[Excerpted records]
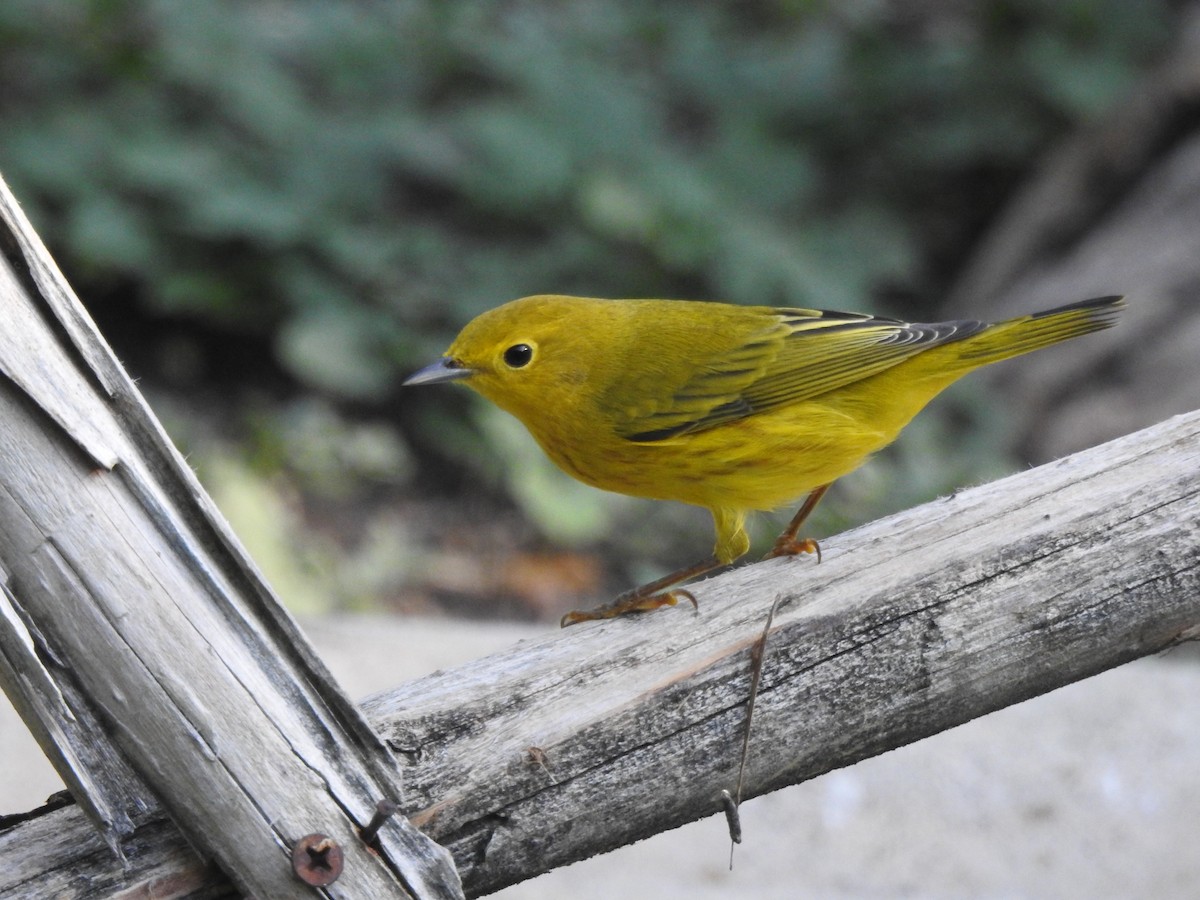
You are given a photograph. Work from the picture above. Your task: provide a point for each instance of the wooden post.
(154, 664)
(598, 736)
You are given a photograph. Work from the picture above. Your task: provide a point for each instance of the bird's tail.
(1037, 330)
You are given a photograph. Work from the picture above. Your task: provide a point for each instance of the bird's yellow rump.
(733, 408)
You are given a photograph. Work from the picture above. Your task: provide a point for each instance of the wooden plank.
(167, 671)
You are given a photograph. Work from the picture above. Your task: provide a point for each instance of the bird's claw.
(630, 603)
(792, 546)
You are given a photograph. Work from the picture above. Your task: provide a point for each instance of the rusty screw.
(317, 859)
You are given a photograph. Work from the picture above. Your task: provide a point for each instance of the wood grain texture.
(911, 625)
(160, 669)
(594, 737)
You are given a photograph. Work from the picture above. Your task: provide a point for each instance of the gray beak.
(444, 370)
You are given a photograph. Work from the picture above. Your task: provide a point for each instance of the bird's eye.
(517, 355)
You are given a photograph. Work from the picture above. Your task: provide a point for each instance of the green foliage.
(352, 181)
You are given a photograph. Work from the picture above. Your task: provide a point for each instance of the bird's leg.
(654, 595)
(787, 545)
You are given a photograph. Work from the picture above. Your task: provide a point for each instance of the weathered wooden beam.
(594, 737)
(135, 629)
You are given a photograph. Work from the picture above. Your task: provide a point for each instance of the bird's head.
(527, 357)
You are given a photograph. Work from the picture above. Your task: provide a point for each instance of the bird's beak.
(444, 370)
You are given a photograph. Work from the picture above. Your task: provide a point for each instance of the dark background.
(276, 210)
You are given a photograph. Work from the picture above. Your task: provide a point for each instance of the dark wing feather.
(798, 355)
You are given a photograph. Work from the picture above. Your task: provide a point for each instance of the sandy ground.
(1089, 792)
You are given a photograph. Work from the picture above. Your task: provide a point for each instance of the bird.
(727, 407)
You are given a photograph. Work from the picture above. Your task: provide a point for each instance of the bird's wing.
(798, 355)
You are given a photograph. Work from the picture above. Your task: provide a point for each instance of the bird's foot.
(629, 603)
(787, 546)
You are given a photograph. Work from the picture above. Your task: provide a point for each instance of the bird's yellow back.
(727, 407)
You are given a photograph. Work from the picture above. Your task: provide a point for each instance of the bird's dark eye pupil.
(519, 355)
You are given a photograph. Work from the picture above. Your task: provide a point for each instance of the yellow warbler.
(733, 408)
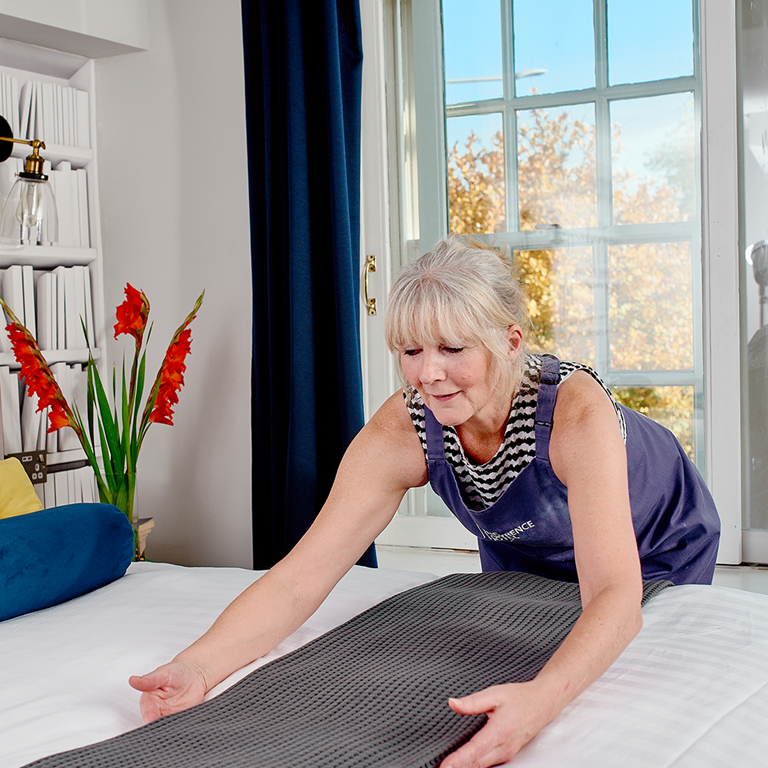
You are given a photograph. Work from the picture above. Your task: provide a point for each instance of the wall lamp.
(29, 216)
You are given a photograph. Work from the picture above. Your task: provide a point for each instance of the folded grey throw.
(373, 691)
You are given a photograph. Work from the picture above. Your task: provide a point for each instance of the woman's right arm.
(381, 463)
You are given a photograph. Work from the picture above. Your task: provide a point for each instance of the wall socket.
(35, 463)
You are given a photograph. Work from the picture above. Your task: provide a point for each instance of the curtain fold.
(303, 75)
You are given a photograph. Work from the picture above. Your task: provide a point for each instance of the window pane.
(561, 301)
(556, 167)
(650, 312)
(654, 159)
(558, 38)
(472, 50)
(652, 40)
(670, 406)
(475, 174)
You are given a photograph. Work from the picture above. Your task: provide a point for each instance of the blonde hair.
(461, 293)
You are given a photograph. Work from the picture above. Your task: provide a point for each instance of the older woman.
(531, 454)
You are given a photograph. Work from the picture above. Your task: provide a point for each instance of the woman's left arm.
(588, 455)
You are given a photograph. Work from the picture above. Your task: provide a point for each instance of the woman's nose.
(432, 368)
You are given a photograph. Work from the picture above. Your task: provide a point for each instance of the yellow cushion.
(17, 494)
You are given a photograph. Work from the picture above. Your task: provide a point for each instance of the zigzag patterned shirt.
(482, 484)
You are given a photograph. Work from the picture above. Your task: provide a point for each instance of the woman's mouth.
(444, 398)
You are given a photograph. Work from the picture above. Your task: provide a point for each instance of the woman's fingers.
(512, 722)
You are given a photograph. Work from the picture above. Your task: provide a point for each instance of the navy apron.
(528, 528)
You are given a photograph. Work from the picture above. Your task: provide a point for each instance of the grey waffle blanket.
(373, 691)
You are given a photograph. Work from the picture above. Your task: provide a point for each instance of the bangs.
(420, 316)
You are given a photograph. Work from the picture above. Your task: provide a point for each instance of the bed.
(690, 690)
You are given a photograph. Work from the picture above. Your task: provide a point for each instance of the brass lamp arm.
(36, 144)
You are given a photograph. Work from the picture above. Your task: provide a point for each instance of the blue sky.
(647, 40)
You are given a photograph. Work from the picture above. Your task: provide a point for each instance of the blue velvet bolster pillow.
(53, 555)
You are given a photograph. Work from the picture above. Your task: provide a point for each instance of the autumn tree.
(650, 320)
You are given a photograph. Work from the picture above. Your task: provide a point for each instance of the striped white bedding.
(691, 689)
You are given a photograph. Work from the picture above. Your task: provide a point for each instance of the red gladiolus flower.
(171, 379)
(57, 418)
(38, 376)
(132, 314)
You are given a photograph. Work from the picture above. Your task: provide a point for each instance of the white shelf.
(46, 256)
(53, 356)
(28, 62)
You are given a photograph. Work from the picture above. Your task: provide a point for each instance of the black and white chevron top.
(482, 484)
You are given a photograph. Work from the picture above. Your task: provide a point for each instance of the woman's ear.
(515, 340)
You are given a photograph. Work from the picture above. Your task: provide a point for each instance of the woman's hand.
(515, 715)
(171, 688)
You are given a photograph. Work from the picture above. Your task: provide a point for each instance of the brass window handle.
(370, 266)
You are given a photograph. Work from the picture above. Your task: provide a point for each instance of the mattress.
(690, 690)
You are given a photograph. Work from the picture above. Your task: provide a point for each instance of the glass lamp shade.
(29, 215)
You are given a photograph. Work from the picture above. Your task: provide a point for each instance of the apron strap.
(435, 444)
(545, 406)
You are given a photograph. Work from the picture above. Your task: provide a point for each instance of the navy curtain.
(303, 74)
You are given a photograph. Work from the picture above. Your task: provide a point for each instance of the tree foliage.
(649, 284)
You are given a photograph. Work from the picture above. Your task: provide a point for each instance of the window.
(570, 139)
(590, 139)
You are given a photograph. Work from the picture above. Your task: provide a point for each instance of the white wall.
(174, 197)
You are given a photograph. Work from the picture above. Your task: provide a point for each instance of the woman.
(530, 454)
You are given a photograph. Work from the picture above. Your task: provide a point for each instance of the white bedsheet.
(691, 689)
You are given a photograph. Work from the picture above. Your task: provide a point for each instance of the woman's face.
(456, 383)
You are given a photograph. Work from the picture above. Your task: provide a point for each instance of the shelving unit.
(29, 62)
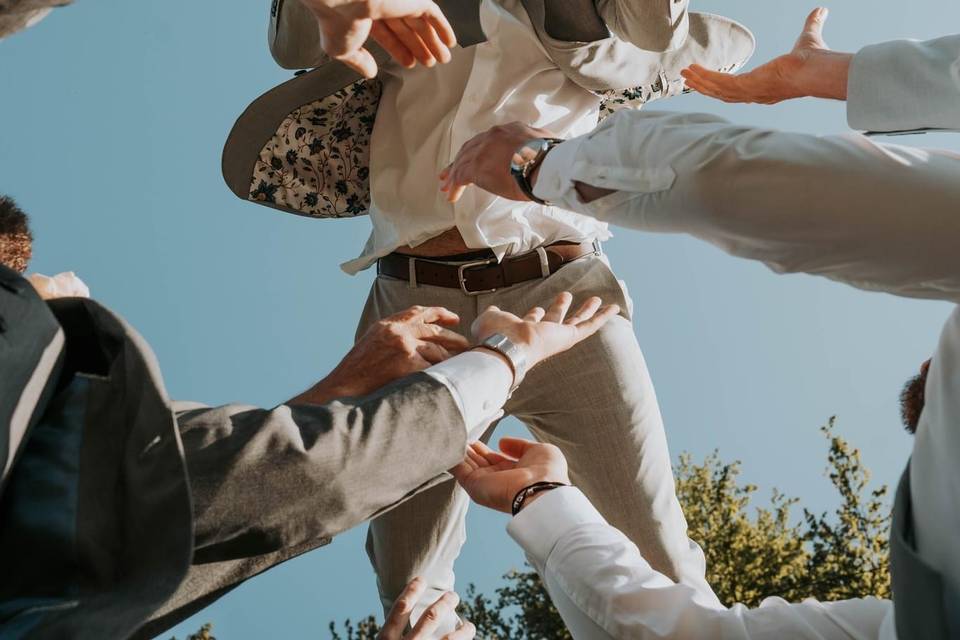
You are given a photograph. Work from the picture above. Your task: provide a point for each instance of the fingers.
(589, 327)
(714, 84)
(411, 41)
(449, 340)
(515, 447)
(433, 616)
(432, 315)
(466, 631)
(432, 352)
(360, 61)
(455, 192)
(441, 25)
(430, 38)
(558, 310)
(387, 39)
(535, 315)
(399, 615)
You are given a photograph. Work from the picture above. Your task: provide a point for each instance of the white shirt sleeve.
(905, 85)
(604, 589)
(480, 383)
(878, 217)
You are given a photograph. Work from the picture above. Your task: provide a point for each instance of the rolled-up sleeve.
(880, 217)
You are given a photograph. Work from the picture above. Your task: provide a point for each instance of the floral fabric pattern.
(318, 162)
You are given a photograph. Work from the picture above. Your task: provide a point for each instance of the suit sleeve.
(268, 479)
(294, 36)
(905, 85)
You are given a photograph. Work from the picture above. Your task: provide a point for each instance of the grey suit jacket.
(124, 512)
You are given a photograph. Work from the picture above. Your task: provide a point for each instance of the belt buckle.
(462, 278)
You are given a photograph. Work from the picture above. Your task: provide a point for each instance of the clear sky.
(113, 117)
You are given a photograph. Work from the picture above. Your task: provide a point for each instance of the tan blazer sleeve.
(294, 36)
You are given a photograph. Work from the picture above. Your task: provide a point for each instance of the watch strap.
(522, 171)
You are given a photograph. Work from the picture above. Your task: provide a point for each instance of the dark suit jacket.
(122, 514)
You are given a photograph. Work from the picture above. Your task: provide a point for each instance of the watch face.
(526, 153)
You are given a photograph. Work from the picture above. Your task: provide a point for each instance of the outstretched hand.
(410, 31)
(492, 478)
(810, 69)
(399, 616)
(392, 348)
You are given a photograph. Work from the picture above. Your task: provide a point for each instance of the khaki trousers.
(596, 402)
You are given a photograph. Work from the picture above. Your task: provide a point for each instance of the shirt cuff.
(554, 180)
(480, 384)
(540, 526)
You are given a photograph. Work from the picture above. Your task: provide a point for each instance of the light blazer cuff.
(905, 85)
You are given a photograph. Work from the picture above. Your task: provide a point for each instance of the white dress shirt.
(878, 217)
(425, 116)
(479, 383)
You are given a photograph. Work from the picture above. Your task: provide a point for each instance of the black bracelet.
(530, 490)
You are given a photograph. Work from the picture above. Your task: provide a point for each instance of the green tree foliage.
(752, 551)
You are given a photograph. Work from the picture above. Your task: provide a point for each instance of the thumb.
(360, 61)
(516, 447)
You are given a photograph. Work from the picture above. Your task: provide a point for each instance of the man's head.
(912, 398)
(16, 242)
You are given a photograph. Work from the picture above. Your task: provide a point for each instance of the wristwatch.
(526, 159)
(514, 355)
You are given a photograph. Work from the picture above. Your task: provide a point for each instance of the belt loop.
(544, 262)
(412, 266)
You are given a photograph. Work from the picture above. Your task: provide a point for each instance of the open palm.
(492, 479)
(546, 332)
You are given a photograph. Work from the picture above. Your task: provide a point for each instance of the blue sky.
(113, 117)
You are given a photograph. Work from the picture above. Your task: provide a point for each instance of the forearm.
(603, 588)
(877, 217)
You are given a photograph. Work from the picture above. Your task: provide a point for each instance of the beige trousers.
(596, 402)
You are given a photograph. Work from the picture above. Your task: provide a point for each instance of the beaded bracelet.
(530, 490)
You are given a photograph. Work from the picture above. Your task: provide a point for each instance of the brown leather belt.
(485, 275)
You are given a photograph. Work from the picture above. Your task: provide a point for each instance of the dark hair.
(16, 241)
(913, 398)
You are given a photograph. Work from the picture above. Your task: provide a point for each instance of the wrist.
(532, 491)
(502, 358)
(827, 75)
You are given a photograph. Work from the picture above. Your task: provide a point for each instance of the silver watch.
(514, 355)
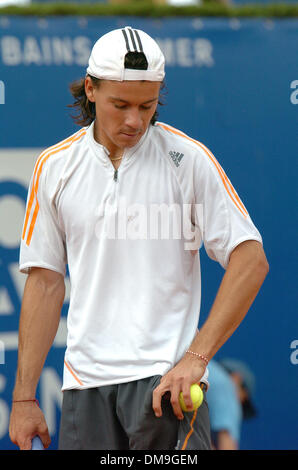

[What the task requires] With all pictures excluded, output exactly the lines from the one containing "of the wristwatch." through the final line of the entries, inclusive.

[Expected answer]
You are given a photograph. Work from the picture above. Your task: provide a point for each instance of the wristwatch.
(526, 159)
(514, 355)
You are given a photograph. Work from the picture above. Your task: provide a point for each instance of the belt loop.
(544, 262)
(412, 266)
You are given a photograph. Work from the picture above. Your task: provide a point for each instance of the open palm.
(492, 479)
(546, 332)
You are given a photograph. Work from the picture above. Your task: provide a point for each instance of the blue sky.
(113, 117)
You are given a photograph. Work from the picture above. Your task: provide a point for each instance of the forearm.
(603, 588)
(877, 217)
You are given a photograph. Work from the picture above. Your task: provide a point for each instance of the beige trousers.
(596, 402)
You are given a photograph. Work from the picture above. Your task: provide a point for each instance of the beaded bracelet.
(530, 490)
You are given a photograph. Work from the picture above. Your task: provide a point for each instance of the brown leather belt.
(485, 275)
You are given a photograph. Work from the picture above. Your task: provide a point for each instance of the dark hair.
(16, 241)
(913, 398)
You are given a photograph. Work from the picture above. Your task: provide a point for each instance of the wrist.
(532, 491)
(502, 358)
(827, 75)
You are given a photograph. Work from the picture above. Your task: provide a point for each instance of the silver watch.
(514, 355)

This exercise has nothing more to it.